> _Material provided_:

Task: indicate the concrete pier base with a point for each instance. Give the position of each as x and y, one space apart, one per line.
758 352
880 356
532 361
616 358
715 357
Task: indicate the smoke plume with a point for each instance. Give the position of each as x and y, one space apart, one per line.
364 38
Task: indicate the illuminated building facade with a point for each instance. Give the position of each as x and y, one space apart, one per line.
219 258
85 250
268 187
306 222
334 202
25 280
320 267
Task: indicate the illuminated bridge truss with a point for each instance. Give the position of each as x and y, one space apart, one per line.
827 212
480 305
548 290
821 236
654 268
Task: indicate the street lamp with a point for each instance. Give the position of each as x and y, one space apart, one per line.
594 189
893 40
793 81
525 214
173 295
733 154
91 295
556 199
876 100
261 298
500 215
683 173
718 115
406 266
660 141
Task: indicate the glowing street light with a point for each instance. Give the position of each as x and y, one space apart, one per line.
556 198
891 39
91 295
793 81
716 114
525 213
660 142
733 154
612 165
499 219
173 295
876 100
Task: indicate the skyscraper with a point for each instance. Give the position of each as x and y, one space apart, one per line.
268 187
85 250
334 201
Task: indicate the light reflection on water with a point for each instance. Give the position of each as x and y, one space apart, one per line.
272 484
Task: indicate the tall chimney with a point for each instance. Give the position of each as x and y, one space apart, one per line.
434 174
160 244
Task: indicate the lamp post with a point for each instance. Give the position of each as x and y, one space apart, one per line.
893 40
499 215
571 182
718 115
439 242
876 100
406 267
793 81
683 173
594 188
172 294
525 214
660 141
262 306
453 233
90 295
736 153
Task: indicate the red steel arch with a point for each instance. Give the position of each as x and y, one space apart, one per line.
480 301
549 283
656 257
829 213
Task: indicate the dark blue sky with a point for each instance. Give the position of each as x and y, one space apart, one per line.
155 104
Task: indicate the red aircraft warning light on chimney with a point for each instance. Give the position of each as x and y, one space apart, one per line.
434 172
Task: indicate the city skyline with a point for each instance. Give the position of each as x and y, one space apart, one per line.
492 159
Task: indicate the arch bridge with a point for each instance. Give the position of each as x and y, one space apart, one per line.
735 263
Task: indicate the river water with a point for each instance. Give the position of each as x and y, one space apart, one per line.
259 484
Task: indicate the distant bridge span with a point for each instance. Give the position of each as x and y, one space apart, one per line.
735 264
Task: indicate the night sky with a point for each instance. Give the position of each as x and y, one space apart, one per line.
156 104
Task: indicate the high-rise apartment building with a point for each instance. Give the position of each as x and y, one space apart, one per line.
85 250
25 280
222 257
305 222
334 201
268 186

> _Your goal_:
Copy the data above without any changes, from the line that contains "Task: indicate the red aircraft" down to the very last line. Include both of those lines.

> _Exercise answer_:
Task: indicate the red aircraft warning light on chimney with a point for each instance. Give the position of each as x and y, one space apart, one per line.
434 172
Task: indicate the city skyline with a point for each instance. Give the position of each as x and y, one space apart, one per line.
492 159
Task: indicate the arch bridge with a point for each instance. Give the position of each as x and y, one space apart, one per line.
735 263
Task: indicate the river water with a point for each instance. Give the position of each as x and y, one space apart, one per line.
259 484
Task: indicate the distant bridge span with a point for each instance. Give the position of each as x and y, one space apart, one per line.
735 264
Task: indicate the night sky with a point for each instance. Give the position of each as x and y, one space apart, one per line.
156 104
Task: indicate the high-rise apartment building with a point for each instance. Give the position of each as x and y, one space apart, one per line.
85 250
25 280
222 257
305 222
334 201
268 186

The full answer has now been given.